Wiesel's writings bear witness to his year-long ordeal and to the Jewish tragedy. In 1956 Wiesel's first book, a Yiddish memoir entitled And the World Was Silent, was published in Argentina. Two years later a much abbreviated version of the work was published in France as La Nuit. After the 1960 English language publication of Night, Wiesel wrote more than 35 books: novels, collections of short stories and essays, plays, and a cantata. His works established him as the most widely known and admired Holocaust writer.
Only in Night does Wiesel speak about the Holocaust directly. Throughout his other works, the Holocaust looms as the shadow, the central but unspoken mystery in the life of his protagonists. Even pre-Holocaust events are seen as warnings of impending doom. In Night he narrates his own experience as a young boy transported to Auschwitz where suffering and death shattered his faith in both God and humanity. Night is widely considered a classic of Holocaust literature.
Night was followed in 1961 by Dawn, the story of a young Holocaust survivor brought to work for the underground in pre-independence Israel. Young Elisha is ordered to execute a British Army officer in retaliation for the hanging of a young Jewish fighter. Through Elisha's ordeal, Wiesel describes the transformation of the Jewish people from defenseless victims into potential victimizers. The execution occurs at dawn, but the killing is an act of self-destruction with Elisha its ultimate victim.
The struggle between life and death continues to dominate Wiesel's third work of the trilogy, but in The Accident (Le Jour in French), published in 1962, God is not implicated in either life or death. The battle is waged within the protagonist, now a newspaper correspondent covering the United Nations, who is fighting for life after an accident. In these three early works Wiesel moved from a God-infused universe to a godless one. The titles of his books grow brighter as the presence of God becomes dimmer, yet the transition is never easy.

## Information provided
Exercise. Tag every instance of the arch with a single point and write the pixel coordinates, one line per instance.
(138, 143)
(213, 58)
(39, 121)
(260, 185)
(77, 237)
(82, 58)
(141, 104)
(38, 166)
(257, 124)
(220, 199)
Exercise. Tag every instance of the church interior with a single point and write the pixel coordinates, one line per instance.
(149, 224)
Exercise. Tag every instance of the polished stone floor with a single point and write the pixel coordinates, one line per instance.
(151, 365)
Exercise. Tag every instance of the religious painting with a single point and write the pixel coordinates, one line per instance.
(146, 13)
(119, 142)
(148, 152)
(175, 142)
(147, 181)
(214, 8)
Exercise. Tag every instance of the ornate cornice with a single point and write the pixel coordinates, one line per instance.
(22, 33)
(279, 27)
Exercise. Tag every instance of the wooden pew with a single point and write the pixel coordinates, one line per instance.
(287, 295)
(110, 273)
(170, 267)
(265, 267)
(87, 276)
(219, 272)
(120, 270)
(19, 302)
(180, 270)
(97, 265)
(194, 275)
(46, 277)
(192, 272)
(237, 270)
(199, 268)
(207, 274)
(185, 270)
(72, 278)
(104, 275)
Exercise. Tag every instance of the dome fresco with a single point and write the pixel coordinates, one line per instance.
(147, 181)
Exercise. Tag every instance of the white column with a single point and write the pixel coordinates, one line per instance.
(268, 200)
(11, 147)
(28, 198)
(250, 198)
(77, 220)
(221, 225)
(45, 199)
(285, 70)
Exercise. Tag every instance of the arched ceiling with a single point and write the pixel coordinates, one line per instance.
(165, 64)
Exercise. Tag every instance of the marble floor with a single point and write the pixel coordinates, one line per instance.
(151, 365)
* * *
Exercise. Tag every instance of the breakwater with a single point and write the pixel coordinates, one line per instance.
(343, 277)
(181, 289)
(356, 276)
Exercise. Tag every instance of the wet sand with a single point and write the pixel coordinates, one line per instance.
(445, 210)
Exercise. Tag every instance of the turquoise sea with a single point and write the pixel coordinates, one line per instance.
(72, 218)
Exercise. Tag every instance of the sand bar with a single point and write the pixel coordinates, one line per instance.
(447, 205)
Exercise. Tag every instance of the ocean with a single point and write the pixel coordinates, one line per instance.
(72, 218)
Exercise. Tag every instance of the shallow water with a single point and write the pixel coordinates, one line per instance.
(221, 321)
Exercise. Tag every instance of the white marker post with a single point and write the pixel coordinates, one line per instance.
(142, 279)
--
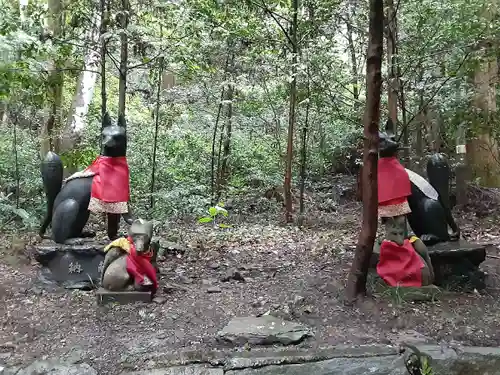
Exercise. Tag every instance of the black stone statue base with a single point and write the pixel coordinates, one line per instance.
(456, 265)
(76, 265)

## Directions for this task
From the passage on Wiesel's writings, copy word for word the part that opens with the words containing "Wiesel's writings bear" and closes with "admired Holocaust writer.".

## Exercise response
Wiesel's writings bear witness to his year-long ordeal and to the Jewish tragedy. In 1956 Wiesel's first book, a Yiddish memoir entitled And the World Was Silent, was published in Argentina. Two years later a much abbreviated version of the work was published in France as La Nuit. After the 1960 English language publication of Night, Wiesel wrote more than 35 books: novels, collections of short stories and essays, plays, and a cantata. His works established him as the most widely known and admired Holocaust writer.